> TO DO: Copy every line below that has the word "errors" in it.

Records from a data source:
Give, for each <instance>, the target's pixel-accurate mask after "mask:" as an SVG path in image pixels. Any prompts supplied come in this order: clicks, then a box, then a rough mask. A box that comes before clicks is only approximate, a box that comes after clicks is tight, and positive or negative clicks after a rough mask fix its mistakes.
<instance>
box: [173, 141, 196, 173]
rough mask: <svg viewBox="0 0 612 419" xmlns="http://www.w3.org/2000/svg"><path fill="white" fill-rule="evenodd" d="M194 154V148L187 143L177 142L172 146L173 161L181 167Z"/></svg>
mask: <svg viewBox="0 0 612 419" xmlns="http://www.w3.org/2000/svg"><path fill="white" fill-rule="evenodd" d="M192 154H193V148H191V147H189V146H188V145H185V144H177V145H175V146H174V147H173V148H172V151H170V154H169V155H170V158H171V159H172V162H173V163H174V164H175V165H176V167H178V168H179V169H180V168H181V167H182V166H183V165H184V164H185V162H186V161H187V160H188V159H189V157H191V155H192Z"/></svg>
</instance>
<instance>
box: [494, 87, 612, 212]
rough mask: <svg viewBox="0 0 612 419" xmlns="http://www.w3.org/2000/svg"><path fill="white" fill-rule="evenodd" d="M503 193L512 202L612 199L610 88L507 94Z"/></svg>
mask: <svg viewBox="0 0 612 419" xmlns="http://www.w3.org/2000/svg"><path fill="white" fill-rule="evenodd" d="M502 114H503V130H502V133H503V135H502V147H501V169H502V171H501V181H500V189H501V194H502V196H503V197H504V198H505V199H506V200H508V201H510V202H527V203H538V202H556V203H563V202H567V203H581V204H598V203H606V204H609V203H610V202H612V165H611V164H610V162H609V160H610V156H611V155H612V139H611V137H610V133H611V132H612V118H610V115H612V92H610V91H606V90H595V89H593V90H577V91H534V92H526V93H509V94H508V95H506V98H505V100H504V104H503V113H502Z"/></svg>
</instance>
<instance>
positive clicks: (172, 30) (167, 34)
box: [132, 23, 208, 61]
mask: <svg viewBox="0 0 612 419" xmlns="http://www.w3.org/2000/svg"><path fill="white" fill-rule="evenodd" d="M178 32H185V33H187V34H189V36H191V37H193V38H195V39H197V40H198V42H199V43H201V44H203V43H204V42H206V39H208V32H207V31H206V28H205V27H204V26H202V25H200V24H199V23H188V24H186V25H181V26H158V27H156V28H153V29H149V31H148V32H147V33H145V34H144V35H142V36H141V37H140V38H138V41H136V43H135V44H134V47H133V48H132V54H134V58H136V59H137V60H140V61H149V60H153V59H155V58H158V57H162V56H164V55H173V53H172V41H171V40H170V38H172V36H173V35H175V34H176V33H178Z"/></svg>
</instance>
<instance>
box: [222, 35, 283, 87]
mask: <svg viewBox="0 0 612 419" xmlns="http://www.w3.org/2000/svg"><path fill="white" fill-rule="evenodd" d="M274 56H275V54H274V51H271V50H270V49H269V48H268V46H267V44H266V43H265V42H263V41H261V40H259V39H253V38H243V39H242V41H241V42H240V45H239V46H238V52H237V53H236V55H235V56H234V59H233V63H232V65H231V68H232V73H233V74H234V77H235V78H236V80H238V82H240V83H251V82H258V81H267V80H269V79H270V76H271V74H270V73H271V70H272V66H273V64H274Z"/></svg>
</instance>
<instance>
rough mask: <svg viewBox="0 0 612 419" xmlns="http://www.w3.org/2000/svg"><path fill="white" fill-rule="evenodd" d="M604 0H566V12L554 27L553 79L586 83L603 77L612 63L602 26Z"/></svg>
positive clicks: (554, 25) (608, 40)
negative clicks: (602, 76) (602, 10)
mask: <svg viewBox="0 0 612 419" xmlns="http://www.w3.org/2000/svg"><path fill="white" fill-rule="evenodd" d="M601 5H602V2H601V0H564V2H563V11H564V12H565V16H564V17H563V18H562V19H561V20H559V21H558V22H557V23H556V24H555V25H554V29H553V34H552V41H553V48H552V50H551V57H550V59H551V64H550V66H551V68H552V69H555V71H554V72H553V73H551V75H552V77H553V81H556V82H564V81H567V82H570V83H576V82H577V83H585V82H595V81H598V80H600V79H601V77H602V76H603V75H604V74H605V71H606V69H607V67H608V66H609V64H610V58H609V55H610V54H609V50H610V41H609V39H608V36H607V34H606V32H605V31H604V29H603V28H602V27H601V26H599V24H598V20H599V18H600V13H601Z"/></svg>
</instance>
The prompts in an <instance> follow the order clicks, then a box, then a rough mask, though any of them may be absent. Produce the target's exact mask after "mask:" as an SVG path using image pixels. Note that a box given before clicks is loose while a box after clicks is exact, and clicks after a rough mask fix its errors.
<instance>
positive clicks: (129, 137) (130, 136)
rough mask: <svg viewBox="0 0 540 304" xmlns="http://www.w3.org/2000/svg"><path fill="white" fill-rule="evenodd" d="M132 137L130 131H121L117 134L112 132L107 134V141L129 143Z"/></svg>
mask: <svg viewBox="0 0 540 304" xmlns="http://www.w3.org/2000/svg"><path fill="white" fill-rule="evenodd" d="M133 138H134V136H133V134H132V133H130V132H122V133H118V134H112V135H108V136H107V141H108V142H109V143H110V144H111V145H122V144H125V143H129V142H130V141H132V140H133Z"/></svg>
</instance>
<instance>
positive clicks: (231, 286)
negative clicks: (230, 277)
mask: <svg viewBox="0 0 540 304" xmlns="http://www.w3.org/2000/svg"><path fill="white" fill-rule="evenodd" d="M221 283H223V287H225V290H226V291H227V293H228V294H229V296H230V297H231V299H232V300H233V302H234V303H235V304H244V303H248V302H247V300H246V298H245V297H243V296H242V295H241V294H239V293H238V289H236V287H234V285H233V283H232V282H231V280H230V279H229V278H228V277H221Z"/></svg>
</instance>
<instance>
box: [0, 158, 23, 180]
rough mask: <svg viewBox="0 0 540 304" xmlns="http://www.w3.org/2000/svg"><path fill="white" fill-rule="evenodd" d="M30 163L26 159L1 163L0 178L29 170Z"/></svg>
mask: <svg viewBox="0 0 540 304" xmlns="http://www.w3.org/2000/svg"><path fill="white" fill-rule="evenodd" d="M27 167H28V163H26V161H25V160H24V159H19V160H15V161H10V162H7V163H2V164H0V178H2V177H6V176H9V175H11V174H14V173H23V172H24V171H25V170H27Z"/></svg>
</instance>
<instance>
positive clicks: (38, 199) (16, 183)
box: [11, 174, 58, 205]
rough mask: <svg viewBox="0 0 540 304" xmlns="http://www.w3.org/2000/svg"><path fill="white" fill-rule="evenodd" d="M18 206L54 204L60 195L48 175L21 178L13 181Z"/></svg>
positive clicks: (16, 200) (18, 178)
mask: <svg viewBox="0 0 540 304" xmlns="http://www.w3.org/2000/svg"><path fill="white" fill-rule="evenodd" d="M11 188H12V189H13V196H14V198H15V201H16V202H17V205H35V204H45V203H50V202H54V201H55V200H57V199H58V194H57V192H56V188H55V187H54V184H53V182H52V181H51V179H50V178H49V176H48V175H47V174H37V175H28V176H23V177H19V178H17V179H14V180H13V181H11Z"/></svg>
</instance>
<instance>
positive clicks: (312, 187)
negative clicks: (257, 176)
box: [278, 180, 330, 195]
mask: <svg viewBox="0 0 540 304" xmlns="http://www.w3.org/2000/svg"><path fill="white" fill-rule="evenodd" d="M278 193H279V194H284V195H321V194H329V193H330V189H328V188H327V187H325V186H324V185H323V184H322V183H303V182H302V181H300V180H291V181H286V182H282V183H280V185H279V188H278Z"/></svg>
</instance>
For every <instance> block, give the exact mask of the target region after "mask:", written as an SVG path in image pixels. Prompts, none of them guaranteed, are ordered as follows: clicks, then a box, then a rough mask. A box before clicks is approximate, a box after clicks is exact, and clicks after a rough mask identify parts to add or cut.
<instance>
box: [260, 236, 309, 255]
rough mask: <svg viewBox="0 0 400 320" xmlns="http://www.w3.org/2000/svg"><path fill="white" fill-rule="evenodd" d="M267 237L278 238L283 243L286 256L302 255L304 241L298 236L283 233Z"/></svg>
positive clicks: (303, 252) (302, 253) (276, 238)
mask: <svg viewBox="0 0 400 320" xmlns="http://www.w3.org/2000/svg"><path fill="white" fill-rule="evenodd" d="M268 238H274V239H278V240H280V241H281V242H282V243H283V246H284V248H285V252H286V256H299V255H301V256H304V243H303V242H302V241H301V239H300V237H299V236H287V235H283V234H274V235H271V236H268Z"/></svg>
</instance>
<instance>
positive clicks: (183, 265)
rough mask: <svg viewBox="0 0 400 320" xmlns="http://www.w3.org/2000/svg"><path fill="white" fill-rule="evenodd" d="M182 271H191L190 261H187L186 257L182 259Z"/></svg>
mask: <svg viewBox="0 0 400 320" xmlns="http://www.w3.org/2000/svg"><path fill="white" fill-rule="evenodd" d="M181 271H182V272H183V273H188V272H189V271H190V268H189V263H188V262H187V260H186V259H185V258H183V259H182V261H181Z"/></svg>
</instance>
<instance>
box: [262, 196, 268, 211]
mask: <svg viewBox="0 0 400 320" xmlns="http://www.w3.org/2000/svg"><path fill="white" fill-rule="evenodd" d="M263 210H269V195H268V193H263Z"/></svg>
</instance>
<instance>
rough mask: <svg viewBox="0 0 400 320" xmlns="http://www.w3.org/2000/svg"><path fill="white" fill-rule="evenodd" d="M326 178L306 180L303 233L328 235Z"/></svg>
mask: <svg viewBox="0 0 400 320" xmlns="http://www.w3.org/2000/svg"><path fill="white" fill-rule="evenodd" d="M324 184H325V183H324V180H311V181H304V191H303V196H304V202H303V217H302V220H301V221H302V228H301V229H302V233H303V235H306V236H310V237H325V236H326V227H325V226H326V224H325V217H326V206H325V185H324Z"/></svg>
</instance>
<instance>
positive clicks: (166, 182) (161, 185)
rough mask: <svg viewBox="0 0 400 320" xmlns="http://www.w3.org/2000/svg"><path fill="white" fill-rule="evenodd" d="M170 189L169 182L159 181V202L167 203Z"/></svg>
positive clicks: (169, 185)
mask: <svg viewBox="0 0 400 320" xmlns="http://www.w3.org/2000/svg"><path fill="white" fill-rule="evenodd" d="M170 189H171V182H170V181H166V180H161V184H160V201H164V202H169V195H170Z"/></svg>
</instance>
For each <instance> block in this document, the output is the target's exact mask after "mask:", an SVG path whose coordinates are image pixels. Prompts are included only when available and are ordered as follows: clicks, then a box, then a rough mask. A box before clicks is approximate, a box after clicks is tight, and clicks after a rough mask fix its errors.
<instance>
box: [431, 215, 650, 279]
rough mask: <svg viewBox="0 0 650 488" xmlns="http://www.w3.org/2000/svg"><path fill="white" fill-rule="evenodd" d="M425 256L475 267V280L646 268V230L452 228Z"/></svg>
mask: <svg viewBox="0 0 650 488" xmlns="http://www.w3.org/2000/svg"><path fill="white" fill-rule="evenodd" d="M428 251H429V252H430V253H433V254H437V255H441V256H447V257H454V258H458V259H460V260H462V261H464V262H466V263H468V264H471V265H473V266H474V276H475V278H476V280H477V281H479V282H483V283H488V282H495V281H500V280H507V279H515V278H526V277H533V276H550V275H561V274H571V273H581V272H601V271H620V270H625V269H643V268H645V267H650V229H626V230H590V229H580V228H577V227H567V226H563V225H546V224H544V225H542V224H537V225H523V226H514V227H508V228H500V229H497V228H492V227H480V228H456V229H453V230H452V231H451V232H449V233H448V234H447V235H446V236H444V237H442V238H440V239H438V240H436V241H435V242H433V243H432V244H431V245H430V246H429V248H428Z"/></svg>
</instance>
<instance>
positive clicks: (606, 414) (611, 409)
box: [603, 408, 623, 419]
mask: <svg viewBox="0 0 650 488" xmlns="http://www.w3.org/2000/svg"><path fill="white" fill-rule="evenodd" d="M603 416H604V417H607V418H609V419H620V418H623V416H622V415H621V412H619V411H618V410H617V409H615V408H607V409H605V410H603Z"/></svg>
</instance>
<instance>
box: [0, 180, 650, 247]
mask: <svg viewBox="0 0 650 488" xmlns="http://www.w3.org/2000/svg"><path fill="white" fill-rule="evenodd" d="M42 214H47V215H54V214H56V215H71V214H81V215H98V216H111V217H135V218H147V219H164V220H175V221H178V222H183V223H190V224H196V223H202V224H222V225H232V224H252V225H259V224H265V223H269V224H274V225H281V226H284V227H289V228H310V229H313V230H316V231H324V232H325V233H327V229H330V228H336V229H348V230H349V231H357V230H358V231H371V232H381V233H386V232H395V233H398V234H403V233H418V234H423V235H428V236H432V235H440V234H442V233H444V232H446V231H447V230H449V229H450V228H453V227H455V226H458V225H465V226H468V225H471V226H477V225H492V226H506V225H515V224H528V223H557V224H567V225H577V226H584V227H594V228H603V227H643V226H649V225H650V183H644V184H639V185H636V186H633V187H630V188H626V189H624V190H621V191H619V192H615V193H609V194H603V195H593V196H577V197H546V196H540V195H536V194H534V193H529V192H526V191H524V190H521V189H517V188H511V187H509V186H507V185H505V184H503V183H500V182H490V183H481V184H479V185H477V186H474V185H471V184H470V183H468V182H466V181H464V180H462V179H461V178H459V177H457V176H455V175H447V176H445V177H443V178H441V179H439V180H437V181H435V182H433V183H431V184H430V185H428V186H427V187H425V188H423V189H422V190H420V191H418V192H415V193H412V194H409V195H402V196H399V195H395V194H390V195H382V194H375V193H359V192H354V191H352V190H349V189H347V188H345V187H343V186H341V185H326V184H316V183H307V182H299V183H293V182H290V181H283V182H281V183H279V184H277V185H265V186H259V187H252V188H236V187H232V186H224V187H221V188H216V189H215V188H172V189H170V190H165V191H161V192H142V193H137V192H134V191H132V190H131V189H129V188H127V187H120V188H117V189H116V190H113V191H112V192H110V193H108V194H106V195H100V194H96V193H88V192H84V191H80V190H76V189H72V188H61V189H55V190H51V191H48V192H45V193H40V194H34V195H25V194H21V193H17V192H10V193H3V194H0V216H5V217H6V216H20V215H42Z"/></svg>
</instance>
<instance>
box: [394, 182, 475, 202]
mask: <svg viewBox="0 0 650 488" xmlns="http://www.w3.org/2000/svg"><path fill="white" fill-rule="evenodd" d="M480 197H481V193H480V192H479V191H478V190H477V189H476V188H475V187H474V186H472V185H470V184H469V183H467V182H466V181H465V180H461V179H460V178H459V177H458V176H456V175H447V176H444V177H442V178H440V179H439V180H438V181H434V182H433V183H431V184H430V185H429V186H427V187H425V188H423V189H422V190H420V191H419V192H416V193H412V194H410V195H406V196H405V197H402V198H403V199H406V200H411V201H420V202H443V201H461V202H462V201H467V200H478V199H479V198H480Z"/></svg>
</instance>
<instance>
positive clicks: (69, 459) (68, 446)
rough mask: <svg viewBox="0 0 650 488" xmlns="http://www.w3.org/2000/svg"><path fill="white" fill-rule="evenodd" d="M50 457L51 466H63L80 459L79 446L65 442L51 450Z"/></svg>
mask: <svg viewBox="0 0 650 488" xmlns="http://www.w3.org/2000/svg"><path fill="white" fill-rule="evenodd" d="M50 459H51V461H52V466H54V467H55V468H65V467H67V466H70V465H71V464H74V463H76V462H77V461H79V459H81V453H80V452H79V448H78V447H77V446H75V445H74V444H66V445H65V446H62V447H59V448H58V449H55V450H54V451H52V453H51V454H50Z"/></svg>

> REPLY TO THE EXERCISE:
The prompts in an <instance> follow the order clicks, then a box, then a rough mask, though any of them may be absent. Produce the target's exact mask after "mask:" as an SVG path using image pixels. Note that a box given before clicks is loose while a box after clicks is exact, and clicks after a rough mask fix its errors.
For each <instance> block in this document, the output is the target's exact mask after "mask:", an SVG path whose coordinates are image pixels. Prompts are included only when available and are ordered as follows: clicks, then a box, then a rough mask. A box before clicks is approximate, a box after clicks is tight, and clicks after a rough mask fix its errors.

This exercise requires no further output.